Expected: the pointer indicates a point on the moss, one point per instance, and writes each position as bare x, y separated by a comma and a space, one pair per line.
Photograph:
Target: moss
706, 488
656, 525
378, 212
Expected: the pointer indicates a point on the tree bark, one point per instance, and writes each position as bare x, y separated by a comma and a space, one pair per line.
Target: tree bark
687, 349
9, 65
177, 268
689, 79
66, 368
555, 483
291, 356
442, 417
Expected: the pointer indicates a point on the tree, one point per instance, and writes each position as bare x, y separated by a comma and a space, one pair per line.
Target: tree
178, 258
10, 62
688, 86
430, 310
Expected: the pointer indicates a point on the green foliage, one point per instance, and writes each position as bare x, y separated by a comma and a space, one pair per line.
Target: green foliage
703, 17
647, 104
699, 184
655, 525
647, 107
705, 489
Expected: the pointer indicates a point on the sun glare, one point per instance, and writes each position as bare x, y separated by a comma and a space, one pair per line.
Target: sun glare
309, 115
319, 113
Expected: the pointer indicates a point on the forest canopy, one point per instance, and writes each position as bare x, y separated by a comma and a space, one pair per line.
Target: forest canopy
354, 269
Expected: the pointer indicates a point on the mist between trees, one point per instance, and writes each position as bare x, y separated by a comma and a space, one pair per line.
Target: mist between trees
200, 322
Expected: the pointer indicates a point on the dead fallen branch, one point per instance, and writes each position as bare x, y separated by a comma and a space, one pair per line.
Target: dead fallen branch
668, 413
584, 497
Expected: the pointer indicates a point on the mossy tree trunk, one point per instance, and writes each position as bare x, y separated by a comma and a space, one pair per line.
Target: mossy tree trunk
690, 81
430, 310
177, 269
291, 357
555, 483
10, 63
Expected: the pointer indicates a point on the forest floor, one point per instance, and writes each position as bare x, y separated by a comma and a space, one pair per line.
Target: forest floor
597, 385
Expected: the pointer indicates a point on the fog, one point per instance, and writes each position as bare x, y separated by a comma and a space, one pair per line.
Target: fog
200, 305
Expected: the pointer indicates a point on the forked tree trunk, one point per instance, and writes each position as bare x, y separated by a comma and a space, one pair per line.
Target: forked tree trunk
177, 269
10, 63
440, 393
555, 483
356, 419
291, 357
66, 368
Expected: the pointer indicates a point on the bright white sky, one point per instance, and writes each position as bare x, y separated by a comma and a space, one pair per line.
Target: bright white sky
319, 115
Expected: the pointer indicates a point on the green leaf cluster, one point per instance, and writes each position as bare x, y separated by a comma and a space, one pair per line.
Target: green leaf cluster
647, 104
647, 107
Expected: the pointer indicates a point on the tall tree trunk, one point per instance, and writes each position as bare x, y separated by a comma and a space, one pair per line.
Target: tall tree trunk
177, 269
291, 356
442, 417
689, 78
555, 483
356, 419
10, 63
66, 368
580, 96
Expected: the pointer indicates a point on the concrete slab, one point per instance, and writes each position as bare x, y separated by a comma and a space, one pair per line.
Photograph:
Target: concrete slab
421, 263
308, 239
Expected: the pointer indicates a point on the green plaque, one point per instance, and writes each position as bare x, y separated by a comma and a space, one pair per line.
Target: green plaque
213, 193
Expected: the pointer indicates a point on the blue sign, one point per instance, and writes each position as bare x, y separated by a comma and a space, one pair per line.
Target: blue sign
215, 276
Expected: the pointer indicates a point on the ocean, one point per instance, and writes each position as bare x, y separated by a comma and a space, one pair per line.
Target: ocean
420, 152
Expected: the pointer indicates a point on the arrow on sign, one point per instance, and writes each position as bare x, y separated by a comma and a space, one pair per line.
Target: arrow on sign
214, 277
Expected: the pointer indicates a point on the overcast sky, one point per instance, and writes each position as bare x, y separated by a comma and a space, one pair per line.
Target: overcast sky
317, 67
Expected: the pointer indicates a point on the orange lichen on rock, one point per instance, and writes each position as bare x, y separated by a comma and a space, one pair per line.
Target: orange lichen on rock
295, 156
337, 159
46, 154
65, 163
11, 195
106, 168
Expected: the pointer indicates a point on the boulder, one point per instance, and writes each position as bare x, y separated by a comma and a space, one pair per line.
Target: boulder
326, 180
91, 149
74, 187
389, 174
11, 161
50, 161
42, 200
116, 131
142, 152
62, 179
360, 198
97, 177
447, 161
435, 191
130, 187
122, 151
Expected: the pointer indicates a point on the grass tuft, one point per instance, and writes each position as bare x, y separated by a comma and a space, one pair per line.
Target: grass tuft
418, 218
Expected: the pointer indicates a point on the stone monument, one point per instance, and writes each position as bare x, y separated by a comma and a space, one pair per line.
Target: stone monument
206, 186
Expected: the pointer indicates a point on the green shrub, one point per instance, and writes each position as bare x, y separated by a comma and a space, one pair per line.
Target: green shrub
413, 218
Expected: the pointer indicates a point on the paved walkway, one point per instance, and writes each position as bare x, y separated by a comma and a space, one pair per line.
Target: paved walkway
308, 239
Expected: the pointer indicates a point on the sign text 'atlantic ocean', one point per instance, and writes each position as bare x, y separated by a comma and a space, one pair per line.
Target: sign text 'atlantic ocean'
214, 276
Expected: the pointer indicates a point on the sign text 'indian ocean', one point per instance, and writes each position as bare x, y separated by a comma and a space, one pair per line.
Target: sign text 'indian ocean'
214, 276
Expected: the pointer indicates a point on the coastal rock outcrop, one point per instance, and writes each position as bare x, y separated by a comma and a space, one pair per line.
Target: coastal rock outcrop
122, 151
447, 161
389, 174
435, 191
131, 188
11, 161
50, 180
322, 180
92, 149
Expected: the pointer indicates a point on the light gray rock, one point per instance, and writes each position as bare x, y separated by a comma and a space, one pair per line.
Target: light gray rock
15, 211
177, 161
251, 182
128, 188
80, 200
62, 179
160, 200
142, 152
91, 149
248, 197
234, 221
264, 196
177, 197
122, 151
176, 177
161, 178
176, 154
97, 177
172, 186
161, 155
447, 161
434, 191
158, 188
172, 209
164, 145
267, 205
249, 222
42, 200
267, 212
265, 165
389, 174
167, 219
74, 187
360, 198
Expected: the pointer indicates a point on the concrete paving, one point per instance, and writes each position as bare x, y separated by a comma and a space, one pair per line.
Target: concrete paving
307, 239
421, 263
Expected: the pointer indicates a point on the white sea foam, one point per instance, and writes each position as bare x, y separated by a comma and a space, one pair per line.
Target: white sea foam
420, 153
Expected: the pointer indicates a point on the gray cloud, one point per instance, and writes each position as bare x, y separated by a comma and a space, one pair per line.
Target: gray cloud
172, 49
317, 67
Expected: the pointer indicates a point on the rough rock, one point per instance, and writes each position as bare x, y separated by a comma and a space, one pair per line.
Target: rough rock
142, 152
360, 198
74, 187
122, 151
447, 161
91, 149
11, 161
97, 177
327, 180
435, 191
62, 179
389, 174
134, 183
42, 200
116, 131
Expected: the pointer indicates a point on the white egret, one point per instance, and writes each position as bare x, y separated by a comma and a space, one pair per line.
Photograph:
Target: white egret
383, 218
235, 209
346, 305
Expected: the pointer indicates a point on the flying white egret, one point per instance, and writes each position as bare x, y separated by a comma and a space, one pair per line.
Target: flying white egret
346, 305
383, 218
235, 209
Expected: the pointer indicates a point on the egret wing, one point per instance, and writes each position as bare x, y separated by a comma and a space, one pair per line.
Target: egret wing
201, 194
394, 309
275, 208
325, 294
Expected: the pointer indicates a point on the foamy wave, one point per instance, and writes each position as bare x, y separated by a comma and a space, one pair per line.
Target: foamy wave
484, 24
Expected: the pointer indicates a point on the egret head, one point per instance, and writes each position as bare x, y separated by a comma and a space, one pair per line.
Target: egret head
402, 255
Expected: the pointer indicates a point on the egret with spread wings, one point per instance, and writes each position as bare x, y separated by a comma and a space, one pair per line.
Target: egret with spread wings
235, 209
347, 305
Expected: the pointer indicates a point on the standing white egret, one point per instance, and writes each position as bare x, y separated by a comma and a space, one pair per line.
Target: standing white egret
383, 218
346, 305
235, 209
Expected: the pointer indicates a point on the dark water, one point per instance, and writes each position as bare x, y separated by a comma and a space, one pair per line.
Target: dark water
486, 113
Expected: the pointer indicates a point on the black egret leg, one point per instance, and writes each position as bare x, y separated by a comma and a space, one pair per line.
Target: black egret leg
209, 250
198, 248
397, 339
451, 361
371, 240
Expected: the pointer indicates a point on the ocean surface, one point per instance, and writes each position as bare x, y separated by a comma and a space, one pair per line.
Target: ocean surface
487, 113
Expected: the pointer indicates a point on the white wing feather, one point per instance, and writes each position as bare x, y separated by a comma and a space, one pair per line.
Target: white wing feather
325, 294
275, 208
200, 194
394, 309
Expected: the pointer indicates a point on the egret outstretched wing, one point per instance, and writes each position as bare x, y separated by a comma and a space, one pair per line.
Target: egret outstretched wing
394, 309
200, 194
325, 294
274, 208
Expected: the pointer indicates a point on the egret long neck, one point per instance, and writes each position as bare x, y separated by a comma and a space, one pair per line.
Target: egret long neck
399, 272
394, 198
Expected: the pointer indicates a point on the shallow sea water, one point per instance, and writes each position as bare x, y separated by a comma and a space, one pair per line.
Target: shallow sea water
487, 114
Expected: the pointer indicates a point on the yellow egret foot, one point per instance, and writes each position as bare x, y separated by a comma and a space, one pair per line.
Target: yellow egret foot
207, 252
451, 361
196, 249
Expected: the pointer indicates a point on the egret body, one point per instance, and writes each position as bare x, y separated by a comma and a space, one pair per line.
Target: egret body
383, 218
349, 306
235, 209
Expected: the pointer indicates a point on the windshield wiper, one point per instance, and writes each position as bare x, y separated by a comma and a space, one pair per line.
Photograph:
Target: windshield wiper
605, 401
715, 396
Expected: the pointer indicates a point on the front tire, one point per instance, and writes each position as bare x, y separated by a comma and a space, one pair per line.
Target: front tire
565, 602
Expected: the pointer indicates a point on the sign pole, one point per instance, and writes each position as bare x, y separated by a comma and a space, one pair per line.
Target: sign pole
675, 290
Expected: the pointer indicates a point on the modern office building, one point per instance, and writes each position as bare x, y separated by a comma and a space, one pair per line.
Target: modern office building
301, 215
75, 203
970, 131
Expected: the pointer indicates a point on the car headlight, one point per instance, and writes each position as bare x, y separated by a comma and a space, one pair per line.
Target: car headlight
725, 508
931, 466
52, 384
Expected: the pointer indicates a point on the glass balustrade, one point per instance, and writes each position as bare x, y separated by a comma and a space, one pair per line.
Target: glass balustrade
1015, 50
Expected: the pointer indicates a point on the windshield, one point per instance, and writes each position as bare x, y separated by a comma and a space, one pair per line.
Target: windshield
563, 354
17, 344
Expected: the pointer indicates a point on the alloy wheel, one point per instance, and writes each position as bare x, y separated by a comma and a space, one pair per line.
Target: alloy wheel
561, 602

☆ ☆ ☆ ☆ ☆

Activity
In the listing above, find the line with "Target: sign text 'atlantic ocean'" and the line with "Expected: the pointer indicates a point on the rough", then print exactly those two lines and every line between them, and nothing more.

Answer to this problem
Target: sign text 'atlantic ocean'
214, 276
Expected: the pointer indicates a point on the sign text 'indian ocean', one point per instance, and writes each position as bare x, y separated by a comma and a space, one pair per line.
Target: sign text 'indian ocean'
214, 276
Expected: the pointer indicates a point on the coastal rock outcrop, one point per instance, and writes each position as bare x, y separated by a comma and a space, one pair per line.
Target: coastal rock outcrop
122, 151
447, 161
389, 174
435, 191
131, 188
11, 161
50, 180
322, 180
92, 149
Expected: the pointer indicates a point on the light gray rock, one point per instance, and writes each position as bare x, y separated by a comma and a space, one pair per line.
Target: light gray rock
15, 211
177, 161
251, 182
128, 188
80, 200
62, 179
160, 200
142, 152
91, 149
248, 197
234, 221
264, 196
177, 197
122, 151
176, 177
161, 178
176, 154
97, 177
172, 186
161, 155
447, 161
434, 191
158, 188
172, 209
164, 145
267, 205
249, 222
42, 200
267, 212
265, 165
389, 174
167, 219
74, 187
360, 198
Expected: the pointer indicates a point on the concrete paving, one point per instance, and writes each position as bare x, y separated by a comma and a space, one pair per line.
Target: concrete paving
307, 239
421, 263
Expected: the pointer indicates a point on the white sea foam, one point per instance, and writes each position as bare x, y separated by a comma and a space, one pair per line.
Target: white sea foam
420, 153
Expected: the pointer indicates a point on the gray cloud, one point per instance, and writes each position as bare x, y separated by a comma and a space, one pair per line.
Target: gray cloud
172, 49
317, 67
Expected: the pointer indicates a point on the rough rock, one point per instance, and writes each position as bare x, y separated by a comma and a space, one pair per line.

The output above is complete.